====== SUPPLIED MATERIAL ======

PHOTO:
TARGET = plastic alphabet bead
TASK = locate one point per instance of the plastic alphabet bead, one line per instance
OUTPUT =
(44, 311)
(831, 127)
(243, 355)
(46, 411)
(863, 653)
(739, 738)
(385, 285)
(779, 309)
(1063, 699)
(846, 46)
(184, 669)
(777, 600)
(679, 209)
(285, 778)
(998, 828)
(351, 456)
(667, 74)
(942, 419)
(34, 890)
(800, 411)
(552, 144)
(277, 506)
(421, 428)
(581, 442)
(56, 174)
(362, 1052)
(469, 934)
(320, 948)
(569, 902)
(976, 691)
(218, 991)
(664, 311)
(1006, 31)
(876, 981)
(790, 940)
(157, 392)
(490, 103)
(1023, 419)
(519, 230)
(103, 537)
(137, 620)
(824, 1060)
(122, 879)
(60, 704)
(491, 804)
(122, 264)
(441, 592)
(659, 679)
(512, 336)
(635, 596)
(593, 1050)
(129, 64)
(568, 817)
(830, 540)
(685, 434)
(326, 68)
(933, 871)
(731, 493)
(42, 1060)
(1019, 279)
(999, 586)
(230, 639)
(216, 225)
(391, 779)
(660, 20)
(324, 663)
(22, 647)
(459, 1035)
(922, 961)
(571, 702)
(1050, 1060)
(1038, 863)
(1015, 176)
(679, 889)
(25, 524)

======

- REQUIREMENT
Set out every line of the records above as a Markdown table with the columns "No." and "Line", numbering each row and leaving out blank lines.

- TASK SOLUTION
| No. | Line |
|---|---|
| 1 | PHOTO: |
| 2 | TARGET = plastic alphabet bead |
| 3 | TASK = locate one point per instance of the plastic alphabet bead, one line per instance |
| 4 | OUTPUT = |
| 5 | (44, 311) |
| 6 | (831, 127) |
| 7 | (243, 355) |
| 8 | (46, 411) |
| 9 | (863, 653) |
| 10 | (739, 738) |
| 11 | (385, 285) |
| 12 | (779, 309) |
| 13 | (1063, 699) |
| 14 | (846, 46) |
| 15 | (184, 669) |
| 16 | (777, 600) |
| 17 | (679, 209) |
| 18 | (285, 778) |
| 19 | (998, 828) |
| 20 | (351, 456) |
| 21 | (667, 74) |
| 22 | (942, 419) |
| 23 | (34, 890) |
| 24 | (800, 411) |
| 25 | (552, 144) |
| 26 | (277, 506) |
| 27 | (421, 428) |
| 28 | (581, 442) |
| 29 | (56, 174) |
| 30 | (362, 1052) |
| 31 | (469, 934) |
| 32 | (320, 948) |
| 33 | (569, 902) |
| 34 | (976, 691) |
| 35 | (218, 991) |
| 36 | (664, 311) |
| 37 | (1006, 31) |
| 38 | (876, 981) |
| 39 | (790, 940) |
| 40 | (157, 392) |
| 41 | (490, 103) |
| 42 | (1023, 419) |
| 43 | (519, 230) |
| 44 | (103, 537) |
| 45 | (137, 620) |
| 46 | (824, 1060) |
| 47 | (122, 879) |
| 48 | (60, 704) |
| 49 | (491, 804) |
| 50 | (122, 264) |
| 51 | (441, 592) |
| 52 | (659, 679) |
| 53 | (512, 336) |
| 54 | (635, 596) |
| 55 | (593, 1050) |
| 56 | (129, 64) |
| 57 | (568, 817) |
| 58 | (830, 540) |
| 59 | (685, 434) |
| 60 | (326, 68) |
| 61 | (933, 871) |
| 62 | (731, 493) |
| 63 | (42, 1060) |
| 64 | (1019, 279) |
| 65 | (999, 586) |
| 66 | (230, 639) |
| 67 | (216, 225) |
| 68 | (391, 779) |
| 69 | (660, 20) |
| 70 | (324, 663) |
| 71 | (22, 647) |
| 72 | (459, 1035) |
| 73 | (922, 961) |
| 74 | (571, 702) |
| 75 | (1050, 1060) |
| 76 | (1038, 863) |
| 77 | (1015, 176) |
| 78 | (679, 889) |
| 79 | (25, 524) |